*Problem to solve*: Each entry must be reproduced precisely as it stands.

*Stored records*:

•••••

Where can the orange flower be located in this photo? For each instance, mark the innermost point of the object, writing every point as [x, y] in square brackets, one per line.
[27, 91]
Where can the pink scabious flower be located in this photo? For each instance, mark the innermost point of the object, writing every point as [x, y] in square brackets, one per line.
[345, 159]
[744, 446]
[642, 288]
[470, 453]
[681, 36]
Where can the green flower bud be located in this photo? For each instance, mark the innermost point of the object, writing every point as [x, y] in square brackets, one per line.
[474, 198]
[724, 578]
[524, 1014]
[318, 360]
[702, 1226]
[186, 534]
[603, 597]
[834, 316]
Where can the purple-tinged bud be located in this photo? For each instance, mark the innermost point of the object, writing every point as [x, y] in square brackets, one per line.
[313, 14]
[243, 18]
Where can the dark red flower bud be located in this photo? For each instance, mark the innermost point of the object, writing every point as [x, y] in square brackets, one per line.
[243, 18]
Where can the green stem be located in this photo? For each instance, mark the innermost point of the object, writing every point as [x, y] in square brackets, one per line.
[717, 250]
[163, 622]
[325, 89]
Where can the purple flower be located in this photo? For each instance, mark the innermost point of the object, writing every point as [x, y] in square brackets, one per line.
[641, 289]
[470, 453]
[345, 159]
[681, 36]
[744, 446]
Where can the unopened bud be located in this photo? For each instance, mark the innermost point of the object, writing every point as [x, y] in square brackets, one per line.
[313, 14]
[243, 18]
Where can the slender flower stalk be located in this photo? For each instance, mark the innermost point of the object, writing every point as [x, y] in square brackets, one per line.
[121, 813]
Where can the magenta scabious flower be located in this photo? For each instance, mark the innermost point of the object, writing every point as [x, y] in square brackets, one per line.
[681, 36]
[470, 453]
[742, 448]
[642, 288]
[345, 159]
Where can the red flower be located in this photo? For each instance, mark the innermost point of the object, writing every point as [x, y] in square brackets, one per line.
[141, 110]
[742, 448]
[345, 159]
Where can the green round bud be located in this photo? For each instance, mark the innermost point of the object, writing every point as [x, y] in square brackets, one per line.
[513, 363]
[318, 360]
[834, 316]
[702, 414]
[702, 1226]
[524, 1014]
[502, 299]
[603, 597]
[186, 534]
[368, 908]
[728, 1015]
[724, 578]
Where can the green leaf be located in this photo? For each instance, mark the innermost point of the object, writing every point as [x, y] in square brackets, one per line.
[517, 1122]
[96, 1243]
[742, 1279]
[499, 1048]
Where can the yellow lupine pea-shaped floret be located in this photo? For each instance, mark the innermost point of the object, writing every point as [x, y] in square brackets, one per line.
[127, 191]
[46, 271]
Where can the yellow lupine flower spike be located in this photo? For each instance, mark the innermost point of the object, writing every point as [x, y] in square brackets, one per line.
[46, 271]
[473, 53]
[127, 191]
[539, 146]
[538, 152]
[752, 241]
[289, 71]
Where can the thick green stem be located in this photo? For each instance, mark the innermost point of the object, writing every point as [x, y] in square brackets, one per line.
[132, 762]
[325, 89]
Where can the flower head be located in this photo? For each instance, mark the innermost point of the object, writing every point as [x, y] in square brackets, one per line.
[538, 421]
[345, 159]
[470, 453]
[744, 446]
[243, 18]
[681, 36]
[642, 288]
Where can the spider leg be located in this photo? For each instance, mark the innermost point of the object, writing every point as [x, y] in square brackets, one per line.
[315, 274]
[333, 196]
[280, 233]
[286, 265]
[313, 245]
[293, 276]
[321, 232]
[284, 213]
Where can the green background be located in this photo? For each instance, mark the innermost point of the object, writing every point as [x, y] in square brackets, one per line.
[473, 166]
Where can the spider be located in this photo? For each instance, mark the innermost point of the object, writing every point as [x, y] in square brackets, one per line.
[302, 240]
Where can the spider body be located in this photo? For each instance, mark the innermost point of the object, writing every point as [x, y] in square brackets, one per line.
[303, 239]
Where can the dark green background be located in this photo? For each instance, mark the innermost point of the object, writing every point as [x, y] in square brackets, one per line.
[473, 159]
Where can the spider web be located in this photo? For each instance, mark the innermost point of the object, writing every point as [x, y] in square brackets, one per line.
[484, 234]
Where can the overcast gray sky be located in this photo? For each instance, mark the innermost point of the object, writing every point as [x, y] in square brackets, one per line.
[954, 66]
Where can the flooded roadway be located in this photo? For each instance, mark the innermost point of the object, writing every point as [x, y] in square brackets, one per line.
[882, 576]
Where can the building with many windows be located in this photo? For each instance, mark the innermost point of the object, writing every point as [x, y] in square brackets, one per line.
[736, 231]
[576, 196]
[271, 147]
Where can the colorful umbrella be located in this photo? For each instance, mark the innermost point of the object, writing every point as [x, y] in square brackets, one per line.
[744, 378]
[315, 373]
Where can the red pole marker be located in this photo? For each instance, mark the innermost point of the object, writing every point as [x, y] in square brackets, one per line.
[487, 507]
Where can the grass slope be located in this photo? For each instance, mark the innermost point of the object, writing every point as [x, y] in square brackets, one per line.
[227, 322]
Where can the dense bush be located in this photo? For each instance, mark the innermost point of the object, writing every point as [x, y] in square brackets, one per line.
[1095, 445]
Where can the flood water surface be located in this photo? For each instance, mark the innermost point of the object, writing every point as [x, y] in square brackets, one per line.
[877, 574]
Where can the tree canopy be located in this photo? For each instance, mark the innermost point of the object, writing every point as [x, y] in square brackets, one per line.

•••••

*Response below*:
Where can the orange flower be located in this photo? For each instance, mark the innermost point of the object, writing every point as [x, y] in square brackets, one per line.
[27, 91]
Where can the pink scabious flower be located in this photo? For each instance, mark the innermost point of the object, writing every point as [x, y] in square brackets, one per line.
[345, 159]
[744, 446]
[642, 288]
[470, 453]
[681, 36]
Where can the green flower bud be located in this photo? For each instance, mark the innermost point of the object, writing every point as [x, y] in square brackets, one per line.
[474, 198]
[724, 578]
[524, 1014]
[318, 360]
[702, 1226]
[186, 534]
[603, 597]
[834, 316]
Where can the purple-tinged bud be located in this photo? For each instance, mark the innermost point of the object, writing every point as [x, y] in square brackets, one per line.
[313, 14]
[243, 18]
Where can the dark red flower bud be located in this photo? For each instance, mark the innermost point of the object, writing every point as [x, y] in square brackets, one per line.
[243, 18]
Where can the green stem be located in this photo? For each instance, mark the innermost point of the object, writing every point as [x, y] in square brackets, one per line.
[717, 250]
[163, 622]
[325, 89]
Where can the purple flower be located in this photo? For each instance, mark the innermost point of the object, writing every point as [x, y] in square brackets, one per line.
[641, 289]
[470, 453]
[345, 159]
[681, 36]
[744, 446]
Where can the unopened bud be located in this photo? For each instance, mark the innermost point of the object, writing every point as [x, y] in square brackets, one per line.
[313, 14]
[243, 18]
Where can the slender flower stalk be located in this photo? For each instance, mark the innermost point of the object, writing every point as [x, y] in square brackets, one per line.
[121, 813]
Where can the magenta scabious flower be located in this photo? For each instance, mark the innermost point of the object, writing every point as [x, y] in square brackets, one per line.
[681, 36]
[470, 453]
[742, 448]
[642, 288]
[345, 159]
Where can the red flower be located in this photo? For each instance, mark the innermost point of the object, writing every point as [x, y] in square brackets, one per line.
[141, 110]
[742, 448]
[345, 159]
Where can the green round bud be located in this photo? For each instance, mark the innermost point of the object, writing every point as [x, y] in square brackets, one per line.
[513, 363]
[318, 360]
[834, 316]
[702, 414]
[702, 1226]
[524, 1014]
[502, 299]
[603, 597]
[186, 534]
[368, 908]
[728, 1015]
[724, 578]
Where can the green leaf be located in this photo? For each instance, mark the innermost point of the object, writing every point as [x, y] in square brackets, one per line.
[517, 1122]
[96, 1243]
[742, 1279]
[499, 1048]
Where can the yellow lupine pea-shaped floret be located in this photo? For each instance, mark the innermost point of the object, writing every point as [x, y] in square brackets, one per line.
[127, 191]
[46, 271]
Where can the yellow lupine flower spike be located in this photo? For each instance, mark the innermost point of the object, writing every point as [x, y] in square brackets, one per line.
[46, 271]
[473, 53]
[127, 191]
[539, 146]
[538, 152]
[752, 241]
[289, 71]
Where can the thick green stem be located in this photo? For each instance, mark the innermost point of the object, writing every point as [x, y] in square brackets, one per line.
[132, 762]
[325, 89]
Where can the flower head be located in this photo? For each instance, mark the innermost point of the object, writing every point as [x, y] in square brackets, one per line.
[538, 421]
[345, 159]
[470, 453]
[744, 446]
[243, 18]
[681, 36]
[642, 288]
Where can the spider leg be located in this photo? For each instance, mark the innermost point of the object, writing every point as [x, y] in square brackets, one per line.
[315, 274]
[333, 196]
[280, 233]
[286, 265]
[313, 245]
[293, 276]
[321, 232]
[284, 213]
Where can the green background be located in this photo? For each instance, mark the innermost point of the object, writing every point as [x, y] in square brackets, one per line.
[473, 166]
Where can the spider be located in this photo? For each instance, mark the innermost point of the object, writing every point as [x, y] in square brackets, one per line.
[302, 240]
Where can the spider body be located in this photo? For each instance, mark the innermost point of the object, writing every point as [x, y] in square brackets, one per line.
[303, 239]
Where can the dark green background be located in this photo? For each instance, mark the innermost point of the object, writing every point as [x, y] in square brackets, one per line.
[473, 159]
Where can the spider web be located in this photo? For each instance, mark the innermost point of the object, writing every point as [x, y] in square brackets, one per line.
[484, 234]
Where can the overcast gray sky be located in this photo? For each instance, mark the innermost point of the object, writing every point as [x, y] in square brackets, one per line.
[954, 66]
Where can the flooded roadway be located in this photo? For each instance, mark the innermost point of the object, writing every point as [x, y] in square brackets, one per line.
[882, 576]
Where can the building with many windows be located in this photo? For each instance, mark the innermost point of the object, writing every point as [x, y] in square brackets, one per line.
[736, 231]
[576, 196]
[271, 147]
Where can the colorful umbrella be located in this photo? For each instance, mark the innermost point of the object, writing every point as [x, y] in square brackets, one per line.
[744, 378]
[315, 373]
Where can the red pole marker be located in this photo? For each instance, mark the innermost point of the object, writing every point as [x, y] in square brackets, one per line.
[487, 507]
Where can the grass slope be located in this photo? For each instance, mark the innermost point of the object, writing every point as [x, y] in square brackets, one per line.
[227, 322]
Where can the dense bush be located in this photo? For each instance, mark the innermost point of the object, writing every point as [x, y] in square brackets, one per line.
[1095, 445]
Where can the flood water surface be located in this photo? For each instance, mark the innermost point of the object, writing every point as [x, y] in square brackets, one per line.
[877, 574]
Where can the tree canopy be located in this photo? For each instance, mark the innermost point of the object, writing every point as [x, y] in square brackets, one per line.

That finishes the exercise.